■ AUFGABEN UND ÜBUNGEN
A - Beantworten Sie anhand des Lesetexts über Charrière und von Bismarck die folgenden Fragen:
(i) Bei wem studierten die beiden Künstler an der Universität der Künste in Berlin?
(ii) In welchen Medien geben sie ihren eigenen Hypothesen Ausdruck?
(iii) In welchem Jahr soll die Ausstellung im Kunstpalais stattfinden?
B - Führen Sie den Lesetext über Charrière und von Bismarck im Anschluss an seinen letzten Satz weiter.

■ LESETEXT
I’m afraid I must ask you to leave

Julian Charrière und Julius von Bismarck, zwei Ausnahmekünstler unserer Zeit, vereint eine besondere Herangehensweise an das Kunstschaffen: mit Forschungsreisen und quasi-naturwissenschaftlichen Experimenten nähern sie sich dem Thema ihres Interesses, um ihren eigenen Hypothesen dazu schließlich in Skulptur, Video oder Fotografie Ausdruck zu geben.

Beide arbeiten intensiv an ihrem jeweils eigenen, individuellen künstlerischen Oeuvre, und beide haben, auch in Anbetracht ihrer Jugend, bereits ein großes Werk und eine große Anzahl an Ausstellungen und Auszeichnungen vorzuweisen. Seit sich Charrière und von Bismarck bei ihrem Studium bei Olafur Eliasson an der Universität der Künste in Berlin kennen lernten, teilen sie sich ein Atelier, sind beste Freunde. Für ausgewählte Projekte finden sie sich auch in ihrem Kunstschaffen zusammen und arbeiten gemeinsam an Projekten, bei denen ihr ähnlicher Ansatz, aber auch ihre ganz individuellen Blicke sie noch weiterbringen können. Wenn beide Künstler zusammenarbeiten, entstehen Werke, die gleichermaßen wissenschaftlich, sinnlich, kurios, auratisch, gelehrt, humorvoll und – im allerbesten Sinne – größenwahnsinnig sind. Im Kunstpalais soll im Jahr 2018 die erste Ausstellung in Deutschland stattfinden, die ihr gemeinsames Oeuvre vorstellt.

■ ANGEZEIGTE DATEN

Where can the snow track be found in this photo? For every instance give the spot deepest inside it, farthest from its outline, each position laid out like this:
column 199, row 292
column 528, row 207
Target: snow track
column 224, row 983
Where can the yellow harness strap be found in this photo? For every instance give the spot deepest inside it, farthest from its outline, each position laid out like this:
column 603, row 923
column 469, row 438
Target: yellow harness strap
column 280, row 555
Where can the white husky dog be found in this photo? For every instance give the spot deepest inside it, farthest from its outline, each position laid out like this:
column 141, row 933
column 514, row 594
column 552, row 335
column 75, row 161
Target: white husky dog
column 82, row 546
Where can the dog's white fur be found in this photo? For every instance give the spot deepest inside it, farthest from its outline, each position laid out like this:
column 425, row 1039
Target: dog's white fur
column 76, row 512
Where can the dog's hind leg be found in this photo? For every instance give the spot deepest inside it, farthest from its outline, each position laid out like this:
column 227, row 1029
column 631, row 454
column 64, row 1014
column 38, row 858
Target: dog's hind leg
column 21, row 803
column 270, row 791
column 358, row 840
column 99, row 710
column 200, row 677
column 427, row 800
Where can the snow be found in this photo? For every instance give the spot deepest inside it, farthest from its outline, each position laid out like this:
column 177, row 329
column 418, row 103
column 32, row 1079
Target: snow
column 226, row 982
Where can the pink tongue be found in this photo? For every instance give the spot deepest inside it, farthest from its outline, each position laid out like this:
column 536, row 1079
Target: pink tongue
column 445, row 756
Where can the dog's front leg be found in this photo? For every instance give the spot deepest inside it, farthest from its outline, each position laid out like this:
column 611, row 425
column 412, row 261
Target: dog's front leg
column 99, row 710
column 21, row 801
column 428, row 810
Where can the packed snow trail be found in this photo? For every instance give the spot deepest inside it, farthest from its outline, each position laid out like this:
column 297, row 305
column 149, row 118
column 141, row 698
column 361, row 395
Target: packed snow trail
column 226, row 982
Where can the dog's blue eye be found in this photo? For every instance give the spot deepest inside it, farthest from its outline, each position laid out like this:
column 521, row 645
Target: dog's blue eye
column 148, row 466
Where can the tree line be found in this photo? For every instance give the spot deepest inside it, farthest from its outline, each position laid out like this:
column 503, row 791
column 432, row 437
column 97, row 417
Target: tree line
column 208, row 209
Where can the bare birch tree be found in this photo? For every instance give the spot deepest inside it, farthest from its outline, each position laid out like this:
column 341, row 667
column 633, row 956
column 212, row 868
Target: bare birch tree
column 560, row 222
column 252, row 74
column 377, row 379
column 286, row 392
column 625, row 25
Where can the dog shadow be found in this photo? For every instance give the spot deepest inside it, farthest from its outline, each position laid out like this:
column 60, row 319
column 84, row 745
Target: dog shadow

■ LÖSUNGEN
A -
(i) Bei Olafur Eliasson.
(ii) In Skulptur, Video oder Fotografie.
(iii) Im Jahr 2018.

B -
Julian Charrière (*1987 in Morges, Schweiz) ist fasziniert von Geologie und Archäologie. Diese versteht er jedoch nicht rückwärtsgewandt: mit seinen Arbeiten analysiert er die Gegenwart – und taucht dafür tief in die Erde ein. So hat er für seine große Installation auf der Venedig Biennale 2017 aus der bolivianischen Salzwüste Salar de Uyuni Sedimente extrahiert und damit eine Salzsäulen-Landschaft gebaut. Mit diesen Grabungen in der Salzwüste nimmt Charrière Grabungen am selben Ort weit größeren Ausmaßes vorweg, denn die Salzwüste ist zugleich das weltweit größte Lithium-Lager. Und Lithium wird mehr und mehr zum wichtigsten Rohstoff der digitalen Welt. So sind Charrières Future Fossil Spaces Zukunfts-Archäologien.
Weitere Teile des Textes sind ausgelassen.